* Start Text extract *

# 8 string Custom guitar!



## NHo (Aug 28, 2012)

Hi!

Here are some pics of my new 8 string guitar.
Neck: 7pcs maple/amarant
Body: Mahogany/ Flamed maple top
Hipshot hardware
Pu will be: BK aftermath!


----------



## TheOddGoat (Aug 28, 2012)

I know there are structural reasons to have a neck like that, but I think it looks really cool from the back!


----------



## Maggai (Aug 28, 2012)

That looks great, who built it???


----------



## NHo (Aug 28, 2012)

My friend and me


----------



## TheOddGoat (Aug 28, 2012)

NHo said:


> My friend and me



Gonna be fights over who keeps it!


----------



## ShadowFactoryX (Aug 28, 2012)

that body binding/inlay thing is awesome
looks fantastic


----------



## NHo (Aug 28, 2012)

TheOddGoat said:


> Gonna be fights over who keeps it!



My friend is more like a PRS fan, so he already has this custom axe:
(Meanwhile he changed the pu cover to maple.)


----------



## Polythoral (Aug 28, 2012)

^ Wow, that finish + pickup rings and the gold bridge look so awesome together. Makes me very interested in seeing how your build turns out! And I agree with the previous person, that neck looks wonderful.


----------



## NHo (Aug 29, 2012)

Thanks for the comments!
I'll be posting more pics ASAP.


----------



## Jason Spell (Sep 1, 2012)

That inlay around the body looks great!


----------



## NHo (Sep 25, 2012)

Here's a new picture...It'll soon be ready!


----------



## LolloBlaskhyrt (Sep 25, 2012)

The binding on the body looks great!!


----------



## tommychains (Sep 27, 2012)

amazing build so far! keep up the good work. definitely looking forward to the outcome!


----------



## Jason Spell (Sep 27, 2012)

The fretboard inlays are a very nice touch!


----------



## NHo (Sep 27, 2012)

Thank you guys!
There are a few new modifications, so i'll be posting new pics soon!


----------



## patata (Jan 1, 2013)

One of the most solid builds here.
Please tell me it'll have an ebony fb


----------



## Polythoral (Jan 1, 2013)

Is that fretboard amarant, too? Any idea how it holds it's color with time/UV exposure?


----------



## HurrDurr (Jan 2, 2013)

One of the most beautiful guitar builds I've seen on the site so far, amazing.


----------



## NHo (Feb 23, 2013)

Thank you guys for the posts!

We had a little trouble with the custom truss rod. It broke after we glued on the fretboard...So we had to remove it, and build a new truss rod from better materials (took a lot of time to get them in this f*king country...no comment). The a new fb again :/
So here we are...the neck profile is almost ready, tomorrow we'll install the frets and hopefully I can serve you with some new pic..


----------



## NHo (Feb 23, 2013)

Polythoral said:


> Is that fretboard amarant, too? Any idea how it holds it's color with time/UV exposure?

* End Text extract *
* Start Data provided *

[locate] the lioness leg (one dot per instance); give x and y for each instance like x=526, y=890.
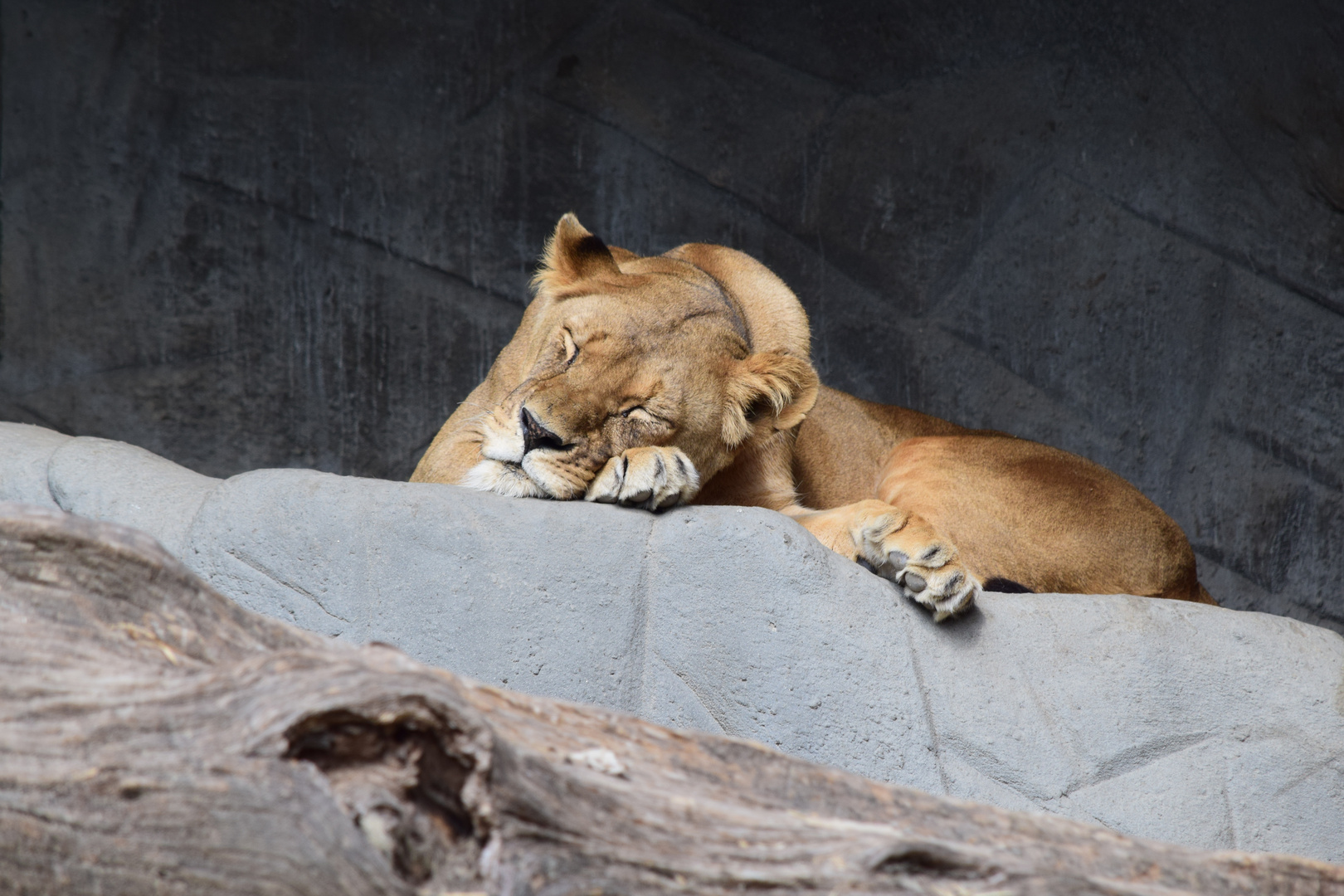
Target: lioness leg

* End Data provided *

## Instructions to follow
Copy the part of the guitar thread that opens with the words containing "I know there" and closes with "who built it???", putting "practical reasons" in place of "structural reasons".

## The result
I know there are practical reasons to have a neck like that, but I think it looks really cool from the back!


----------



## Maggai (Aug 28, 2012)

That looks great, who built it???